*** Quoted passage Section Begins ***

Abstract
Peripheral blood progenitor harvests of breast cancer patients are contaminated with tumor cells, suggesting a potential role for these cells in the relapse after high-dose chemotherapy. Whereas physical purging methods do not eliminate contaminating tumor cells completely, pharmacological purging, although highly efficient, is hampered by a strong nonspecific toxicity toward hematopoietic progenitor cells. Taking advantage of the high efficiency of adenovirus-mediated gene transfer to epithelial cells, we selectively loaded breast cancer cells in vitro with a cytotoxic drug by gene transfer of the prodrug-converting enzyme cytosine deaminase (AdCMV.CD) and 5-fluorocytosine (5-FC). Despite the low dose of vector administered, limited exposure to 5-FC, and transplantation only of viable tumor cells into SCID mice, all animals that received cells treated in vitro with AdCMV.CD plus 5-FC were completely free of tumor development. These data show that the selective loading of tumor cells with AdCMV.CD/5-FC might be useful for purging of autografts.
Overview summary
A replication-deficient adenovirus vector was evaluated to transfer the cytosine deaminase gene into contaminating breast cancer cells within autologous stem cell grafts. Expression of the gene in target cells confers sensitivity toward the nontoxic prodrug 5-fluorocytosine (5-FC) by converting it to the toxic drug 5-fluorouracil (5-FU). The aim of generating a selective transfer into micrometastatic breast cancer cells, while sparing hematopoietic progenitors, is achieved by taking advantage of the high transfer efficiency into breast cancer cells. Consequently, the already low-dose Ad vector and 5-FC administration leads to tumor cell death in vitro, suggesting that tumor cells can be eliminated from stem cell autografts by this approach. Using a SCID mouse transplantation model, in vivo experiments demonstrated that the prevention of tumor development in vivo is specific for the pretreatment of breast cancer cells with AdCMV.CD and 5-FC.

*** Quoted passage Section Ends ***
*** Listed entries Section Begins ***

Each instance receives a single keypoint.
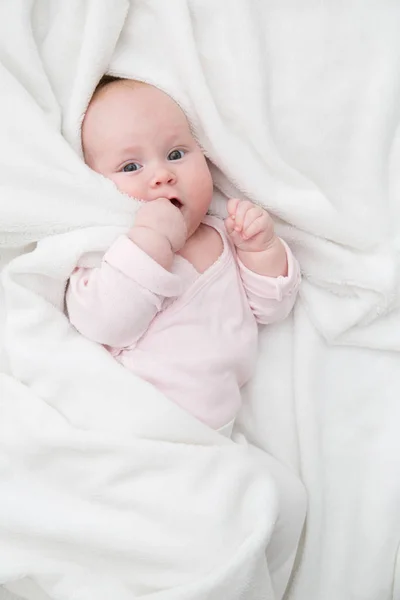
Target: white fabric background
(298, 105)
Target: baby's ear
(232, 206)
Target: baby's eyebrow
(129, 149)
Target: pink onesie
(192, 335)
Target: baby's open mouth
(176, 202)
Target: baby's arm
(269, 271)
(271, 298)
(115, 304)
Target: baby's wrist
(270, 261)
(152, 242)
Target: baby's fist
(164, 218)
(249, 226)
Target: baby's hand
(162, 217)
(249, 226)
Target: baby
(177, 299)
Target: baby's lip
(176, 202)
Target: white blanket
(105, 484)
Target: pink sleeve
(272, 298)
(115, 303)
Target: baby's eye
(176, 154)
(131, 167)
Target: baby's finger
(232, 206)
(229, 225)
(255, 227)
(241, 211)
(255, 212)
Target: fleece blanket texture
(107, 489)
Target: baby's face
(138, 137)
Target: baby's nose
(163, 176)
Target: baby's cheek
(126, 185)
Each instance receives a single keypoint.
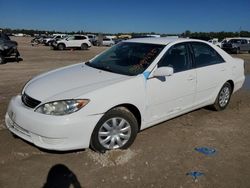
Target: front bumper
(61, 133)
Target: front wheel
(84, 46)
(223, 97)
(117, 129)
(61, 46)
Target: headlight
(64, 107)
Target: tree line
(196, 35)
(209, 35)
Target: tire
(237, 51)
(61, 46)
(223, 97)
(2, 59)
(84, 47)
(117, 129)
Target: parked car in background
(48, 41)
(236, 45)
(133, 85)
(8, 48)
(215, 42)
(74, 41)
(92, 39)
(108, 42)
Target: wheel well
(61, 44)
(134, 110)
(231, 83)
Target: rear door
(212, 71)
(170, 95)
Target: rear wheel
(61, 46)
(237, 50)
(117, 129)
(84, 46)
(2, 59)
(223, 97)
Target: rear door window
(204, 55)
(176, 57)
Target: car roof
(162, 40)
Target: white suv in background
(74, 41)
(108, 42)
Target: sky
(114, 16)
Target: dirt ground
(160, 157)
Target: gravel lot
(160, 157)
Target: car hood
(70, 82)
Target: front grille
(30, 102)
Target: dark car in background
(8, 48)
(237, 45)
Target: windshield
(127, 58)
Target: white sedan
(138, 83)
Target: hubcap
(114, 133)
(224, 96)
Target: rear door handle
(223, 69)
(191, 77)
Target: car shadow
(60, 176)
(12, 60)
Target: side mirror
(163, 71)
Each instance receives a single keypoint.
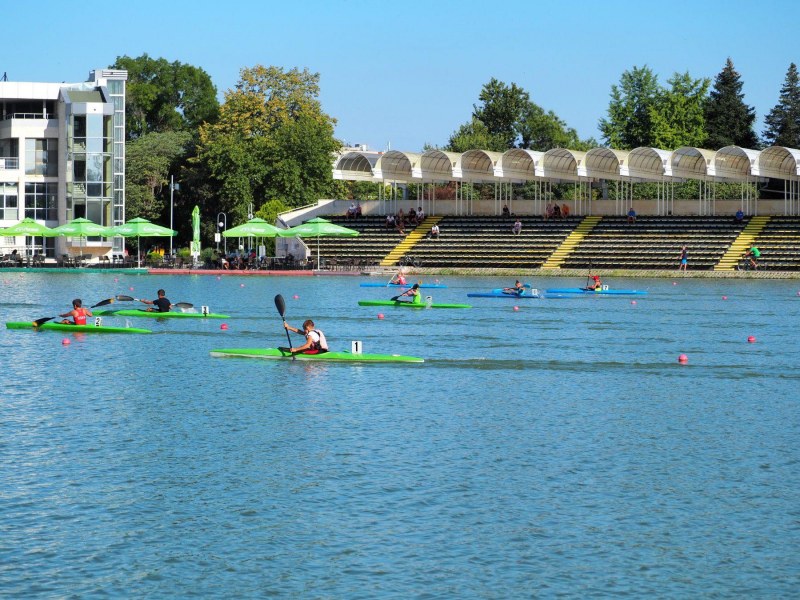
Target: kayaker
(412, 293)
(315, 339)
(160, 304)
(399, 278)
(78, 314)
(596, 284)
(518, 289)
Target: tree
(677, 115)
(783, 121)
(150, 160)
(729, 121)
(630, 112)
(272, 140)
(164, 96)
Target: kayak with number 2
(410, 304)
(135, 312)
(49, 326)
(277, 354)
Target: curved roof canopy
(517, 165)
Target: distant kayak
(410, 304)
(50, 326)
(135, 312)
(603, 292)
(423, 285)
(527, 292)
(277, 354)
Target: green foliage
(272, 140)
(729, 121)
(783, 121)
(164, 96)
(150, 160)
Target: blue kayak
(603, 292)
(422, 285)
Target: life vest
(80, 316)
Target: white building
(62, 156)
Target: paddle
(122, 298)
(281, 306)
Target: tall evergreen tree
(729, 121)
(783, 121)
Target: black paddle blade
(280, 304)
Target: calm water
(558, 450)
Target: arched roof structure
(730, 163)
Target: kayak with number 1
(278, 353)
(135, 312)
(401, 303)
(73, 328)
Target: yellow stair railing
(567, 247)
(741, 244)
(408, 242)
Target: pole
(171, 192)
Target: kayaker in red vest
(315, 339)
(78, 314)
(160, 304)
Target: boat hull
(74, 328)
(409, 304)
(134, 312)
(278, 354)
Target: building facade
(62, 156)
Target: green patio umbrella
(318, 227)
(140, 228)
(81, 228)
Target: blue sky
(406, 73)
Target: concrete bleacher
(652, 242)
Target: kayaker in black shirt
(160, 304)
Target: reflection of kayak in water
(410, 304)
(74, 328)
(135, 312)
(278, 354)
(425, 285)
(602, 292)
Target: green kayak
(276, 353)
(410, 304)
(50, 326)
(135, 312)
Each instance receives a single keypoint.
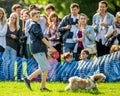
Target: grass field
(19, 89)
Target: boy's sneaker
(27, 82)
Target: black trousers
(102, 49)
(1, 49)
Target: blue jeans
(9, 57)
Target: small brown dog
(87, 84)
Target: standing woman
(12, 39)
(3, 31)
(52, 33)
(83, 35)
(101, 22)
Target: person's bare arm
(48, 45)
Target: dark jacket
(36, 37)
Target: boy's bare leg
(34, 74)
(44, 77)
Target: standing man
(66, 25)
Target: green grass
(19, 89)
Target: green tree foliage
(88, 7)
(114, 6)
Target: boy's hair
(34, 6)
(114, 48)
(53, 14)
(15, 6)
(34, 12)
(50, 6)
(67, 55)
(73, 5)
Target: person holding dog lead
(38, 46)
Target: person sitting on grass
(38, 48)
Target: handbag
(110, 41)
(91, 48)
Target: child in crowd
(114, 48)
(38, 46)
(53, 62)
(84, 55)
(67, 67)
(67, 57)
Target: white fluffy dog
(87, 84)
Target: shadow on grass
(89, 91)
(83, 91)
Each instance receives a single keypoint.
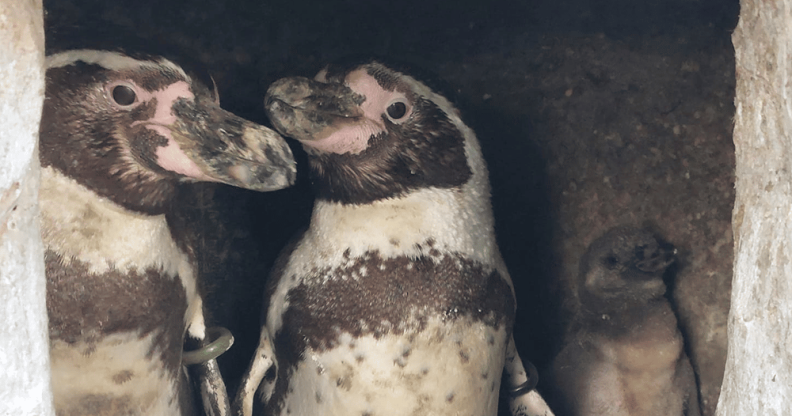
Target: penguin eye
(611, 262)
(397, 110)
(124, 95)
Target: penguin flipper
(524, 400)
(263, 361)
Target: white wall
(758, 378)
(24, 356)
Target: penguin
(625, 354)
(120, 133)
(395, 300)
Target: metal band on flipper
(223, 340)
(530, 384)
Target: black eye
(397, 110)
(124, 95)
(611, 262)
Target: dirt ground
(591, 114)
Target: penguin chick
(395, 300)
(625, 354)
(118, 136)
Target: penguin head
(374, 133)
(625, 266)
(131, 129)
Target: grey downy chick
(624, 354)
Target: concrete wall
(758, 378)
(24, 355)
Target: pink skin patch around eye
(353, 138)
(170, 157)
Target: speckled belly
(447, 368)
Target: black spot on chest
(83, 306)
(376, 296)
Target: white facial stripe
(445, 364)
(170, 157)
(352, 138)
(81, 370)
(107, 59)
(113, 236)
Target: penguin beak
(307, 109)
(229, 149)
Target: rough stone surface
(759, 358)
(24, 349)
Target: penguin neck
(79, 224)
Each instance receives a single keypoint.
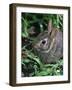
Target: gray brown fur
(49, 44)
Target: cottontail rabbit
(49, 44)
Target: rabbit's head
(45, 39)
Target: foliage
(31, 64)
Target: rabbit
(49, 44)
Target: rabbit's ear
(49, 26)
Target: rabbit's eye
(43, 42)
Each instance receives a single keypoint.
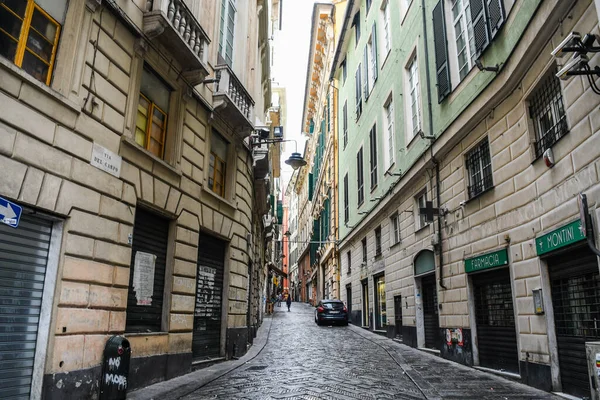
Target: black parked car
(331, 311)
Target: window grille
(479, 166)
(377, 241)
(364, 246)
(346, 207)
(349, 257)
(548, 114)
(373, 148)
(395, 228)
(359, 169)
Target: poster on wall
(143, 277)
(206, 301)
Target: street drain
(256, 368)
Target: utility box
(115, 369)
(592, 350)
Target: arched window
(424, 262)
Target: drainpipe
(436, 163)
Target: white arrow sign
(10, 213)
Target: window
(479, 167)
(388, 112)
(349, 261)
(463, 36)
(387, 34)
(547, 113)
(371, 62)
(346, 207)
(373, 153)
(364, 249)
(226, 31)
(414, 108)
(29, 35)
(360, 179)
(217, 163)
(475, 24)
(421, 201)
(356, 24)
(358, 93)
(151, 121)
(345, 122)
(395, 228)
(378, 241)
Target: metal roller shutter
(576, 300)
(206, 342)
(495, 319)
(23, 260)
(430, 312)
(150, 235)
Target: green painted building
(459, 150)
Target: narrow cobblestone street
(304, 361)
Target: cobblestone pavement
(304, 361)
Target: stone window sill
(34, 82)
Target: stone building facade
(125, 141)
(499, 277)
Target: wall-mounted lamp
(578, 64)
(295, 161)
(423, 136)
(480, 67)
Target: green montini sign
(558, 238)
(489, 260)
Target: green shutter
(441, 51)
(280, 211)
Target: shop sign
(561, 237)
(489, 260)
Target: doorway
(430, 311)
(206, 339)
(349, 300)
(575, 286)
(495, 320)
(365, 305)
(398, 317)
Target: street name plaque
(558, 238)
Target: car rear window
(335, 305)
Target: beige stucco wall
(528, 199)
(45, 147)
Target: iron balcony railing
(175, 25)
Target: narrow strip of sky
(289, 69)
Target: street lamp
(295, 161)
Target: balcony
(233, 101)
(172, 24)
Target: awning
(279, 272)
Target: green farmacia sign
(560, 237)
(485, 261)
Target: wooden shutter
(358, 92)
(496, 16)
(441, 51)
(374, 55)
(366, 77)
(480, 25)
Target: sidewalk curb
(183, 385)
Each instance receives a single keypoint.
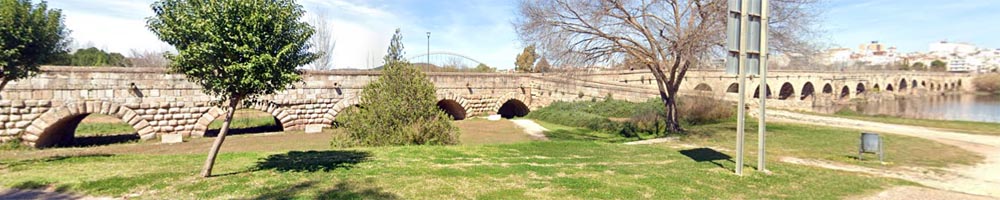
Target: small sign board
(750, 36)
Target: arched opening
(513, 108)
(733, 88)
(246, 121)
(452, 108)
(786, 91)
(756, 92)
(807, 91)
(703, 87)
(82, 130)
(844, 92)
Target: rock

*** Listed entries Section Ends ***

In the text on adenovirus gene transfer for purging breast cancer cells, what does cytosine deaminase convert the prodrug 5-fluorocytosine into?

The toxic drug 5-fluorouracil (5-FU).